=== What this task involves ===
All lines below containing "black" are to be listed.
· · · · · · ·
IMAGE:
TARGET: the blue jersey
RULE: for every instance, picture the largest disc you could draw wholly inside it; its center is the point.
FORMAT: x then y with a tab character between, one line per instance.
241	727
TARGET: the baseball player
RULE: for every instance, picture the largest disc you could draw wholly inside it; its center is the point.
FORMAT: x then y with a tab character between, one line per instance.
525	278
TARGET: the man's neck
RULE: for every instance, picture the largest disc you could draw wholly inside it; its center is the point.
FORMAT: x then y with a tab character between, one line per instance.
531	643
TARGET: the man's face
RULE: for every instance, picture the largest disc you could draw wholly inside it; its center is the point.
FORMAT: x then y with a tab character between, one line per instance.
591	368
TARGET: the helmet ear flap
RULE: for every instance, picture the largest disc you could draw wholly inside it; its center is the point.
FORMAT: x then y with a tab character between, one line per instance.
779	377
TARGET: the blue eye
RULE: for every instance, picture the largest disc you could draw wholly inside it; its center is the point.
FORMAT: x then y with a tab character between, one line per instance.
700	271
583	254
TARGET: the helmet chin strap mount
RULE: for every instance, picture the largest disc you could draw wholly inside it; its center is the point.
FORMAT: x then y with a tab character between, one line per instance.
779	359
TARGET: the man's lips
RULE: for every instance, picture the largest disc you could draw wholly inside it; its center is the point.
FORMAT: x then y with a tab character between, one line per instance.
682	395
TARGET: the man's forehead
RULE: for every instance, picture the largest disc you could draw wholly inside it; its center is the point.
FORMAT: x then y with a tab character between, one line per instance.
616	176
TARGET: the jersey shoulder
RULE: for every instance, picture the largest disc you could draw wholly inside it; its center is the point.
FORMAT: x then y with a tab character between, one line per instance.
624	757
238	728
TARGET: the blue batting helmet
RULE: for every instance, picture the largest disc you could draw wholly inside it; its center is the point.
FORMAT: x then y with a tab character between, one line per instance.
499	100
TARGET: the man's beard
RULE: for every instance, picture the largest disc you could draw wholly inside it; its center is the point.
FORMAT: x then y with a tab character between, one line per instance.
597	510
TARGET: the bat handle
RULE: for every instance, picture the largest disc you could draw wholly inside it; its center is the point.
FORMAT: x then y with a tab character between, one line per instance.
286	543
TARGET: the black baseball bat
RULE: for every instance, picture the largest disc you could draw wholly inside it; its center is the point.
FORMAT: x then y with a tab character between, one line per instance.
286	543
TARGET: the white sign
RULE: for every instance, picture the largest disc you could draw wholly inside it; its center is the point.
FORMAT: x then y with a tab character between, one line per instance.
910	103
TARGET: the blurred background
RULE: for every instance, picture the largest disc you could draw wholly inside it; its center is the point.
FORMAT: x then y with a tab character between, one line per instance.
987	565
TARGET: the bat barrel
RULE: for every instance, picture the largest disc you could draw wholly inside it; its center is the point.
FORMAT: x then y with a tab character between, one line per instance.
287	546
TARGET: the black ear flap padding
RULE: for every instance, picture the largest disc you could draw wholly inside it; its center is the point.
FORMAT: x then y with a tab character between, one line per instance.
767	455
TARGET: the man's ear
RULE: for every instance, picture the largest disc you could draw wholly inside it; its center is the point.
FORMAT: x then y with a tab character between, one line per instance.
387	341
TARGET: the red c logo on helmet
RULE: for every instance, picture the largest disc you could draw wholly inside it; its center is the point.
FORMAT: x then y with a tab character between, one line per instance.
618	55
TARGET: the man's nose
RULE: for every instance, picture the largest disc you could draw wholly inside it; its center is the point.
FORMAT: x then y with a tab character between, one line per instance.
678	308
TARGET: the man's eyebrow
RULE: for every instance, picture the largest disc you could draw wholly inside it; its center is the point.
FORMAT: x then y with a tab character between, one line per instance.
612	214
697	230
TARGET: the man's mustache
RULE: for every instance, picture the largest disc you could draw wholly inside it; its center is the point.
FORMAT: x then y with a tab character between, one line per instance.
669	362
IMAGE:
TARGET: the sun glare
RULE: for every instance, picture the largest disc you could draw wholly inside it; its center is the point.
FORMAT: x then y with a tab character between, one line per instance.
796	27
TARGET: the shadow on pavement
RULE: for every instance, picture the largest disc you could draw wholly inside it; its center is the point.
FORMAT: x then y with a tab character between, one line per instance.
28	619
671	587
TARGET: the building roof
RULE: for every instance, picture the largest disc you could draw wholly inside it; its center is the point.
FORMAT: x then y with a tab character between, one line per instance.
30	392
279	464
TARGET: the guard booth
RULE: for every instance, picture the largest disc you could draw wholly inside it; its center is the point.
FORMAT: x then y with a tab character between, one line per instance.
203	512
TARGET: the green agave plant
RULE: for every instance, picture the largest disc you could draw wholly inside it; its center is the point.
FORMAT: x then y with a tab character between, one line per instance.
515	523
· · · · · · ·
=== Answer below ===
TARGET: the black baseball bat
TARGET: the black ear flap padding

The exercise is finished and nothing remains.